▶ [WORK TO BE COMPLETED] Look below and pull out each line with the word "step".

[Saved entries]
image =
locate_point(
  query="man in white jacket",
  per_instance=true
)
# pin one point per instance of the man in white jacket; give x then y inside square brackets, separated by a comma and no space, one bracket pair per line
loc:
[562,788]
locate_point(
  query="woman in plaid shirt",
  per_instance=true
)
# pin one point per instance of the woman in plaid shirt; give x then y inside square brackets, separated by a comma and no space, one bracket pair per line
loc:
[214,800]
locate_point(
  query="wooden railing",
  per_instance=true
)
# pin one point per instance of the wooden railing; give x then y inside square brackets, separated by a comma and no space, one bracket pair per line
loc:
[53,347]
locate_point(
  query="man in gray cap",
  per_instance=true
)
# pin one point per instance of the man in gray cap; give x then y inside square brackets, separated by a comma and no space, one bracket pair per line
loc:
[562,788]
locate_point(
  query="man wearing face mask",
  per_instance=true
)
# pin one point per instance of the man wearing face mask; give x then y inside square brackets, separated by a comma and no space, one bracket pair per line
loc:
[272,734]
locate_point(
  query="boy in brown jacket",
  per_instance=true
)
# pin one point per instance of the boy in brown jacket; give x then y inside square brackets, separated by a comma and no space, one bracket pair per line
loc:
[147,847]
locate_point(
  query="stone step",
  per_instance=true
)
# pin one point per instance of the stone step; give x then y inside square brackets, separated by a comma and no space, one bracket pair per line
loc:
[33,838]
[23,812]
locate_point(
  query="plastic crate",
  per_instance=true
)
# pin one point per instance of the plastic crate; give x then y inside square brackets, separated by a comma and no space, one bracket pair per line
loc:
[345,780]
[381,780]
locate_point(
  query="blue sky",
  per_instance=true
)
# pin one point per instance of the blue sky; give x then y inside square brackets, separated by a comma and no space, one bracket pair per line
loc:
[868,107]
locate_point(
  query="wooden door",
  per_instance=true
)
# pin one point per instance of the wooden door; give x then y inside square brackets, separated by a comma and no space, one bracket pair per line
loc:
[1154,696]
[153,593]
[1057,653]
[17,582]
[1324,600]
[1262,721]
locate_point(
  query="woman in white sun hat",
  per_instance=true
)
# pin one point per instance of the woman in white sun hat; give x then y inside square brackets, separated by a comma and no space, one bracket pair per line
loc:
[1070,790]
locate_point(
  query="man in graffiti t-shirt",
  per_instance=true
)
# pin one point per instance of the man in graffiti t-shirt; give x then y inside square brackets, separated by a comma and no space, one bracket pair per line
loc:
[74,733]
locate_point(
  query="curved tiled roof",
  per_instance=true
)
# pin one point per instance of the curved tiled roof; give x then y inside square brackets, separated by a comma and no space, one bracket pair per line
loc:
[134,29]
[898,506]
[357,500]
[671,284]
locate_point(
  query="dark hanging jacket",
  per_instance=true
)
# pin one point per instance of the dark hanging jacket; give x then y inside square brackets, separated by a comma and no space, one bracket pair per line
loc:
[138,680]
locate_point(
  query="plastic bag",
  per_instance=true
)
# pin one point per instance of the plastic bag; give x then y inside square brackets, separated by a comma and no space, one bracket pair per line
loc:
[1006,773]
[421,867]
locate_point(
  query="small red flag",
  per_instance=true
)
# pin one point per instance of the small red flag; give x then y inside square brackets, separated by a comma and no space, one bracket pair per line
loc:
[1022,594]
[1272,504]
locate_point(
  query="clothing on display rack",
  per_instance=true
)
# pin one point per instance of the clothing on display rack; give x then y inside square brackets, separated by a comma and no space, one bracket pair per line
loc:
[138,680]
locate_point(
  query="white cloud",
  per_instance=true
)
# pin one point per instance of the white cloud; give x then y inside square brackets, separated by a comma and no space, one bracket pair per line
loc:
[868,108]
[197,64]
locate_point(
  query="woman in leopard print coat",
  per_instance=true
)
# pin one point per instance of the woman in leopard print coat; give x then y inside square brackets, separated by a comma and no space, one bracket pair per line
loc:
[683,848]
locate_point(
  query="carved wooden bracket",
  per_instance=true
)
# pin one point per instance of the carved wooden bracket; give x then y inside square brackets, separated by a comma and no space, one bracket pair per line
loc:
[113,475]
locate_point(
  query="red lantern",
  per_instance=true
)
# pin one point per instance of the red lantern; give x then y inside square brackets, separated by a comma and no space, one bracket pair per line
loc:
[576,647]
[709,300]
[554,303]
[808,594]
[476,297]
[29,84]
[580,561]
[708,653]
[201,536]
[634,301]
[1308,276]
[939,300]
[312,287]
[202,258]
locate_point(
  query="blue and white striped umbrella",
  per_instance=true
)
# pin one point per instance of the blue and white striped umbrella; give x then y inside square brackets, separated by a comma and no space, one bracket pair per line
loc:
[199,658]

▶ [FINAL ANSWER]
  query="stone step",
# pin one point per instance of the stone step; give x then y inside square brackets, separated by a comma and no space, one bracket pair per line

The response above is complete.